◆ Records to process:
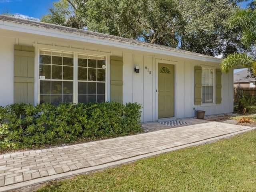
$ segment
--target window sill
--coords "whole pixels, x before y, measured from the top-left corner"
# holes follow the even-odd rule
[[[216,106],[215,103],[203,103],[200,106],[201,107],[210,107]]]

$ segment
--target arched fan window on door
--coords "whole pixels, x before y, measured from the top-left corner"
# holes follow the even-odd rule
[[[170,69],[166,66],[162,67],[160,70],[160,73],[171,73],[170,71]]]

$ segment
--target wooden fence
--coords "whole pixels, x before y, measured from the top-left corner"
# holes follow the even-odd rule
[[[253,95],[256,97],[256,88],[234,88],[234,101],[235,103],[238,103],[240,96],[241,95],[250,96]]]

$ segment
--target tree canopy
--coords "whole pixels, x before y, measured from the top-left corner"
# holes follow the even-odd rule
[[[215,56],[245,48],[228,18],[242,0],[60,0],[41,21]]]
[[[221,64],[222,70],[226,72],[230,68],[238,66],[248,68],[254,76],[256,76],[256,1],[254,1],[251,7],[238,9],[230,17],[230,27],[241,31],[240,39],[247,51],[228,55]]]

* * *

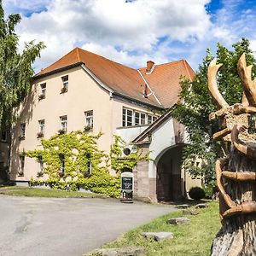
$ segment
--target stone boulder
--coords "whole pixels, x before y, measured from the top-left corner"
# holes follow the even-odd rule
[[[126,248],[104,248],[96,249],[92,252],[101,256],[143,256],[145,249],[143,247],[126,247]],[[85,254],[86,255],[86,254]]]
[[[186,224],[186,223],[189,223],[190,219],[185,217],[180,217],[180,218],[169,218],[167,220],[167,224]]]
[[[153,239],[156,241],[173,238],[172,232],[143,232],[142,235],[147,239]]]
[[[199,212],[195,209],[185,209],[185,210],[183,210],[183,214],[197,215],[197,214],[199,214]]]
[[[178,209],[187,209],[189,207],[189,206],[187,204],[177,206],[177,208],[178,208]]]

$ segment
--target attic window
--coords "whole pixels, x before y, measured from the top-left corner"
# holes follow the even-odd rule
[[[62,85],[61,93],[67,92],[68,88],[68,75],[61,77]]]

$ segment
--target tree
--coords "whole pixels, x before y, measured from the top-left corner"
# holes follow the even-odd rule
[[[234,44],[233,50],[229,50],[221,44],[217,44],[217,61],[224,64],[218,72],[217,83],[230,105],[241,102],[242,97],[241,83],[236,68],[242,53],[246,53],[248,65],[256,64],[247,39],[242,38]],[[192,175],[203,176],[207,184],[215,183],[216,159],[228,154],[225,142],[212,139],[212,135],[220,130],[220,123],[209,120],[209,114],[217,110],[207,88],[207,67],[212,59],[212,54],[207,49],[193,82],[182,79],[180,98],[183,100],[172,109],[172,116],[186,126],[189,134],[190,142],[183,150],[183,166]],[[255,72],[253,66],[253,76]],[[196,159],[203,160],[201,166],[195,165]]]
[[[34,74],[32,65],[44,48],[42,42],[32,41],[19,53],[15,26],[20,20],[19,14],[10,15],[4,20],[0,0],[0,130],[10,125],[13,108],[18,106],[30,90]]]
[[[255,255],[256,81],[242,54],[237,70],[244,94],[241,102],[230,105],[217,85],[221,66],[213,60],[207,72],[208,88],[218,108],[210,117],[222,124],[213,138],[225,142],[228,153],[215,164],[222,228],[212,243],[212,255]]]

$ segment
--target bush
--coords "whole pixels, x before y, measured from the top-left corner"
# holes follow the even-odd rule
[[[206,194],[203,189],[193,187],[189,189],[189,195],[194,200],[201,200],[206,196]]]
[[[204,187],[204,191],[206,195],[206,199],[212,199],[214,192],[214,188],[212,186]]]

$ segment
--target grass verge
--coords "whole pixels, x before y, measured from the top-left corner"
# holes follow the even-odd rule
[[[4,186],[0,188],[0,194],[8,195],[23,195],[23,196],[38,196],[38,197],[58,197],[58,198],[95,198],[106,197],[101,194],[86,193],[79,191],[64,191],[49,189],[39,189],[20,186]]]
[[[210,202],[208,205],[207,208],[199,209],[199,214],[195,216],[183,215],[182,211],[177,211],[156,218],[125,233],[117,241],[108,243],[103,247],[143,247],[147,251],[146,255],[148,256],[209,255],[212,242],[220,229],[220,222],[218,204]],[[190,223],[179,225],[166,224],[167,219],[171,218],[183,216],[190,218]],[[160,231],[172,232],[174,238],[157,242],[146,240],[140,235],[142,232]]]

◆ Your task: Pick out every line in the items above that contains the string "target", and copy each of those lines in full.

◆ Expected output:
--target window sill
--target arched fan window on door
--target wooden fence
--target tree canopy
--target stone boulder
--target attic window
--target tree
--target bush
--target grass verge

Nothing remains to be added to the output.